> [Source]:
▬▬▬▬▬▬▬▬▬▬

Trading Volume Tops One Million Contracts for the First Time at CBOE Futures Exchange

http://etfdailynews.com/blog/2011/04/03/trading-volume-tops-one-million-contracts-for-the-first-time-at-cboe-futures-exchange/

April 4, 2011
The CBOE Futures Exchange, LLC (CFE) today announced that March 2011 was the most active trading month in CFE history as volume surpassed the one-million-contracts milestone for the first time ever.  The 1,066,367 contracts that changed hands during March was a new all-time high and the third consecutive record month at CFE, following the previous highs of 789,734 contracts in February and 778,157 contracts in January.  When including November 2010’s volume of 751,481 contracts, the four busiest months in CFE history have occurred during the last five months.  
March 2011 volume exceeded the 217,429 contracts traded in March 2010 by 390 percent.  March 2011 was the most active month of March on record at CFE and marked the eighteenth consecutive month in which total volume registered an increase when comparing year-over-year trading activity.
Average daily volume (ADV) of 46,363 contracts during March 2011, which was also a new record, topped the March 2010 ADV of 9,453 contracts by 390 percent.  When compared to 41,565 contracts per day during February 2011, which was the previous high, ADV in March rose 12 percent.  This was the second consecutive month in which CFE daily volume averaged over 40,000 contracts, a first for CFE.  
CBOE FUTURES EXCHANGE VOLUME SUMMARY
Current Month
Year-To-Date
March
2011
March
2010
%
Chg
Feb.
2011
%

Chg
March
2011
March
2010
%
Chg
Trad
-ing
Days
23 23 19 62 61
Total 
CFE
1,066,367 217,429 +390 789,734 +35 2,634,258 626,690 +320
Total 
CFE
ADV
46,363 9,453 +390 41,565 +12 42,488 10,274 +314
On Tuesday, March 15, Wednesday, March 16 and Friday, March 11, CFE experienced the three busiest single days in its history when 97,385, 97,254 and 77,619 contracts traded, respectively.  CFE also set back-to-back weekly volume records during the month: a total of 282,287 contracts traded March 7 through 11, which was then surpassed when a total of 334,692 contracts traded March 14 through 18.  Additionally, exchange open interest reached a new high of 210,495 contracts on Wednesday, March 16.

▬▬▬▬▬▬▬▬▬▬

> [Supplied data]:
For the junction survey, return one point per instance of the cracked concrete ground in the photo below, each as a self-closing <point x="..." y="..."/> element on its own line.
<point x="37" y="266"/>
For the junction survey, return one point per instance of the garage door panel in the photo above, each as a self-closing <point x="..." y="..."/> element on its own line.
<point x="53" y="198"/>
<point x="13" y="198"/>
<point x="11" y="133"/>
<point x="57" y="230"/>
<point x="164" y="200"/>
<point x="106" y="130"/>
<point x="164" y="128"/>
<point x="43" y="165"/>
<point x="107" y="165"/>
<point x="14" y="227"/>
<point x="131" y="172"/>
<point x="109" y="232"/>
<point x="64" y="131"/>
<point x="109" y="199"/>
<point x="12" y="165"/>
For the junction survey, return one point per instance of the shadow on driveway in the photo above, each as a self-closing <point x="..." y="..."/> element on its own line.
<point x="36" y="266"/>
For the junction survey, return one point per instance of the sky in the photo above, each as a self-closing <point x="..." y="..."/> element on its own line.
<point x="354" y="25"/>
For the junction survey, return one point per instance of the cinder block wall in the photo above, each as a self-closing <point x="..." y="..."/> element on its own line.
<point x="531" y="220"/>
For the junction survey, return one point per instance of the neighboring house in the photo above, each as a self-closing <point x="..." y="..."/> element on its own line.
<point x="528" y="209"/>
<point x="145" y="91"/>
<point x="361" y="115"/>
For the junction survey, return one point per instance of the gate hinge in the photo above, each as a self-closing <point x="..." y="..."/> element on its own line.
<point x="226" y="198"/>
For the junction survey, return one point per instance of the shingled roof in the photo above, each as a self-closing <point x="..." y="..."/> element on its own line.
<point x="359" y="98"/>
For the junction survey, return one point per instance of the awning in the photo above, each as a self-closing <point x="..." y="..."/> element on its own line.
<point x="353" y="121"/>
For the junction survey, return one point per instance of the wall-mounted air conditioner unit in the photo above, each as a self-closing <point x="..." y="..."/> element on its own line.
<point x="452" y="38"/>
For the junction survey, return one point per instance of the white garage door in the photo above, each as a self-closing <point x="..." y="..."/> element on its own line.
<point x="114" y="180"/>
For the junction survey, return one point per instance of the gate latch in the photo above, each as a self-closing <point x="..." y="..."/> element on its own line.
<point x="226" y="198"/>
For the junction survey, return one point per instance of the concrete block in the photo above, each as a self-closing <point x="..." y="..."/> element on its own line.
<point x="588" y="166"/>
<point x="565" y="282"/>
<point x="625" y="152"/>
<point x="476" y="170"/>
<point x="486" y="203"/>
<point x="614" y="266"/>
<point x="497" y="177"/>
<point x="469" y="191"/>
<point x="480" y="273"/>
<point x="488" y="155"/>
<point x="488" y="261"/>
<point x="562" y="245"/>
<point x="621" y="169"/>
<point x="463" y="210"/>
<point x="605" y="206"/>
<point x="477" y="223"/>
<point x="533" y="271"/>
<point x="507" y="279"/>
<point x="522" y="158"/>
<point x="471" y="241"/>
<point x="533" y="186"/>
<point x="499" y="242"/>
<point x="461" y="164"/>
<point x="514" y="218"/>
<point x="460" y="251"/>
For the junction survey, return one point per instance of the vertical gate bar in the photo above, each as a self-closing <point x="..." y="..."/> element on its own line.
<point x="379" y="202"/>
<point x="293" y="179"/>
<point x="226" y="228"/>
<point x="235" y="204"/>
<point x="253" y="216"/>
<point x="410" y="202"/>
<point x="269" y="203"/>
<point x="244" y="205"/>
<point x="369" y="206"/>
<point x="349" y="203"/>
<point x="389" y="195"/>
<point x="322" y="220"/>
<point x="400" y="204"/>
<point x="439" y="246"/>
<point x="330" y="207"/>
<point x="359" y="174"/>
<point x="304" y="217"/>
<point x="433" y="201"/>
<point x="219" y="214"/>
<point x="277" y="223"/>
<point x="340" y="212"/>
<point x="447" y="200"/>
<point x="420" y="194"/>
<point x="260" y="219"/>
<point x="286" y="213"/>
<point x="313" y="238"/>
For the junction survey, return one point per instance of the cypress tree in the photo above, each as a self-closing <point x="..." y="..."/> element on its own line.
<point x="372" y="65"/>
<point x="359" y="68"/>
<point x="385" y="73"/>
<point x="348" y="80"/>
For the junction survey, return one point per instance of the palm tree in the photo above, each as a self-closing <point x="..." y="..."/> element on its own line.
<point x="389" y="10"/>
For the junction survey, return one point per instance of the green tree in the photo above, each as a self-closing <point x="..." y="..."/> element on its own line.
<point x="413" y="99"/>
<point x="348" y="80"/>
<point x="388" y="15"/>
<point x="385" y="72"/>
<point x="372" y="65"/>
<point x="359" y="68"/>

▬▬▬▬▬▬▬▬▬▬

> [Requirements]:
• A. Select every line in the records that contains the word "wall".
• B. Go on with the CBOE Futures Exchange trading volume announcement, picking up after its final sentence.

> [Results for the exercise]:
• A.
For the junction survey, return one point per instance of the cinder block wall in the photo above, each as a self-closing <point x="..." y="..."/> element on its own line.
For the junction survey, return one point per instance of the wall-mounted air conditioner unit in the photo above, each as a self-closing <point x="..." y="..."/> element on its own line.

• B.
Total trading volume for the first quarter of 2011 was 2,634,258 contracts, which now ranks as the busiest quarter in CFE history.  The trading volume during the first three months of 2011 surpassed the volume of 1,787,035 contracts during the previous quarter (4Q 2010) and the 626,690 contracts during the first three months of 2010 (1Q 2010) by 47 percent and 320 percent, respectively.  ADV during the quarter was 42,488 contracts, compared with 27,922 contracts in the fourth quarter of 2010 and the 10,274 contracts in the first quarter of 2010.  
March 2011 volume in VIX futures, based on the CBOE Volatility Index (ticker VX), totaled a new record of 1,065,374 contracts, exceeding the 216,800 contracts traded last March by 391 percent and the 788,908 contracts in February 2011, which was the previous high, by 35 percent.  March was the first month ever for VIX futures volume to surpass the one-million-contracts milestone.  
Average daily volume in VIX futures also reached a new high of 46,320 contracts during March.  This ADV surpassed the 9,426 contracts per day a year ago and topped the 41,521 contracts per day in February 2011 by 12 percent.  VIX futures experienced the top three most active single trading days in CFE history during the month:  97,337 contracts on Tuesday, March 15; 97,113 contracts on Wednesday, March 16; and 77,556 contracts on Friday, March 11.    
CFE currently offers futures on six different contracts, including: the CBOE Volatility Index (VIX), Weekly options on VIX futures (VOW), CBOE mini-VIX (VM), CBOE Gold ETF Volatility Index (GVZ), CBOE S&P 500 3-Month Variance (VT) and CBOE S&P 500 12-Month Variance (VA).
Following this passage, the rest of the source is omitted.